What is asked =
(a) List every year given as a specific number, not as a decade, in the article on pop music and Avatar: The Last Airbender, in the order they appear.
(b) Scale the part of the records that opens with the line containing "any distant sea?" and closes with the last line of the records, both ends included. Write those lines out again, requests and all, with every box coordinate in the answers multiplied by 1.4 and rounded to a whole number, halves rounding up.

Embracing craft alongside vulnerability in the 2020s, pop music reaches the apex of its powers in 2025 by reveling in its own glamorous facade.

The television series Avatar: The Last Airbender has enjoyed a long cultural lifespan for a Nickelodeon cartoon. Since its release, critics have praised its ability to convey heavy emotional themes through a medium aimed at a young audience. Pop music, which also caters to a young demographic, has transformed over the last 25 years to serve a similar purpose. Thus, Avatar does not patronize its audience, nor does it make them grow up too quickly.

The animated series follows Aang, a messiah-like figure who emerges from hibernation to save his world from an imperial threat. A 12-year-old prodigy, Aang can manipulate all four of the natural elements of the show’s magical realm, but his peers can only devote themselves to one. 

To defeat his archrival, Aang masters the “Avatar State”: a temporary condition in which the young savior can increase his supernatural powers to their maximum. However, while doing so, any blow he sustains has mortal consequences. 

As a concept, Aang’s “Avatar State” resembles the cultural shift that enabled Avatar: The Last Airbender to remain relevant for nearly two decades. The increasing complexity of children’s entertainment allows popular culture to revisit the same intellectual property again and again, albeit with varying results. (M. Night Shyamalan’s 2010 live-action adaptation The Last Airbender disappointed fans and critics alike, whereas the 2024 Netflix series fared better.)

Entries on finding named things
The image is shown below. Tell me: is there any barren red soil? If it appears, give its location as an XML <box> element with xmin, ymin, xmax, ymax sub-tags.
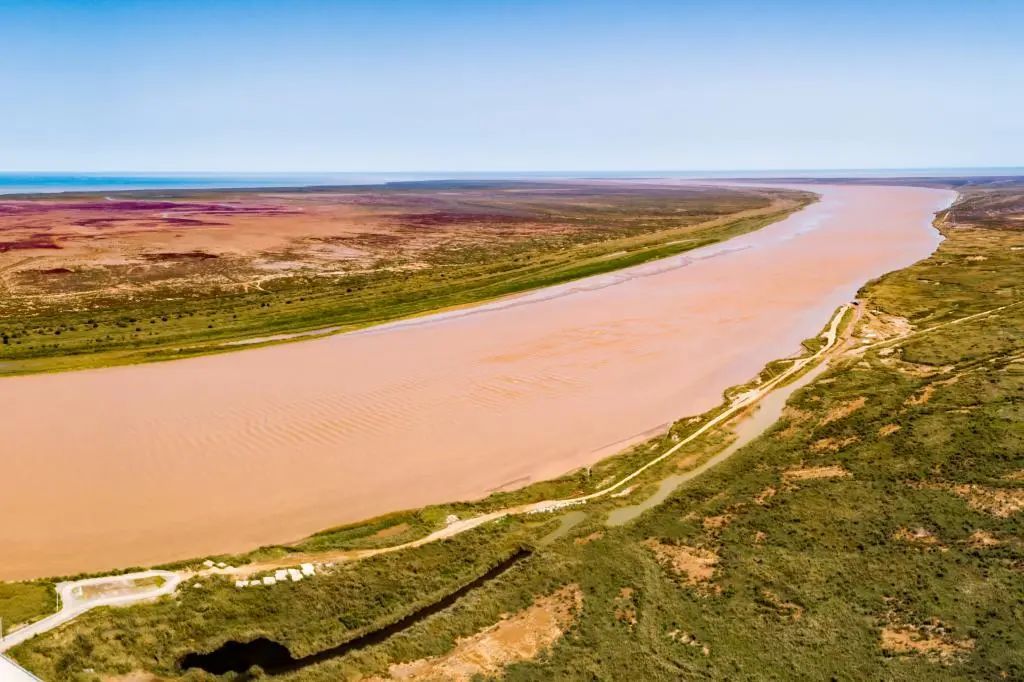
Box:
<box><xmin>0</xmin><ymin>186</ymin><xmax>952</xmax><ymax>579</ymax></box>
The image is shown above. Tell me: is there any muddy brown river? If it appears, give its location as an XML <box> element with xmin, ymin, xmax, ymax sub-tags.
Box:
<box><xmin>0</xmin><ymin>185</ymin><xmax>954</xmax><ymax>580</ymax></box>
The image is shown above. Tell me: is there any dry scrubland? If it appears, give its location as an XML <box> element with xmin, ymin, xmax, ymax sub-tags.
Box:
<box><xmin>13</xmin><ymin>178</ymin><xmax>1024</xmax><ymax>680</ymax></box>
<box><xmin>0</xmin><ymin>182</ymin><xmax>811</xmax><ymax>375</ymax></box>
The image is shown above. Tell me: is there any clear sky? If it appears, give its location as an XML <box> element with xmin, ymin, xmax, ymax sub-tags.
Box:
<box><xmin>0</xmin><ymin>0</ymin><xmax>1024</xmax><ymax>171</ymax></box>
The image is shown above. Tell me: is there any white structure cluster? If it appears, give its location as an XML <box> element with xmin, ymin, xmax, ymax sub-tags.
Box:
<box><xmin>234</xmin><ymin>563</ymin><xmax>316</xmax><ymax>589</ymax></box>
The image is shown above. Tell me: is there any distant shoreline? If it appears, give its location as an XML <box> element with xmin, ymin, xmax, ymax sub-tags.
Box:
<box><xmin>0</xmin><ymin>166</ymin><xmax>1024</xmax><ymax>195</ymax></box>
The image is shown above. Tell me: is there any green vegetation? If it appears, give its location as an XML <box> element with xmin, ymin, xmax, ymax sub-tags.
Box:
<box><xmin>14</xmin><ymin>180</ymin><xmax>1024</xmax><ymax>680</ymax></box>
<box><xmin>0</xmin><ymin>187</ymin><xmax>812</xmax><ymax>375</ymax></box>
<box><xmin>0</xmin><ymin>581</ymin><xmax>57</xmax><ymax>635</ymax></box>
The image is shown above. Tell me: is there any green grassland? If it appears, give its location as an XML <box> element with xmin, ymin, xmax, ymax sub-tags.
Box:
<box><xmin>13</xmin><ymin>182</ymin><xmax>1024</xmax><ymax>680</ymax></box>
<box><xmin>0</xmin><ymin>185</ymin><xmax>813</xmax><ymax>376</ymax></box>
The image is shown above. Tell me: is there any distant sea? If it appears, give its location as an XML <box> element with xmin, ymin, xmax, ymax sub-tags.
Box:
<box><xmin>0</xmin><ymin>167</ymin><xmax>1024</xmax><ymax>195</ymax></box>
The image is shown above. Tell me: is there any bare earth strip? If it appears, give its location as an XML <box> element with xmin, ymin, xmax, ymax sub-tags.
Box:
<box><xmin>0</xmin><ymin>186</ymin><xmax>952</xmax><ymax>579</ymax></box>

Solution list =
(a) 2025, 2010, 2024

(b)
The image is shown above. Tell me: is there any distant sea? If it appears, give its location as an XML <box> element with xmin, ymin, xmax, ymax sub-tags.
Box:
<box><xmin>0</xmin><ymin>234</ymin><xmax>1434</xmax><ymax>273</ymax></box>
The image is shown above. Tell me: is there any bare earth strip? If it appears, give its location as an XML <box> element with xmin, ymin, xmax, ymax sub-tags.
Box:
<box><xmin>0</xmin><ymin>260</ymin><xmax>1333</xmax><ymax>811</ymax></box>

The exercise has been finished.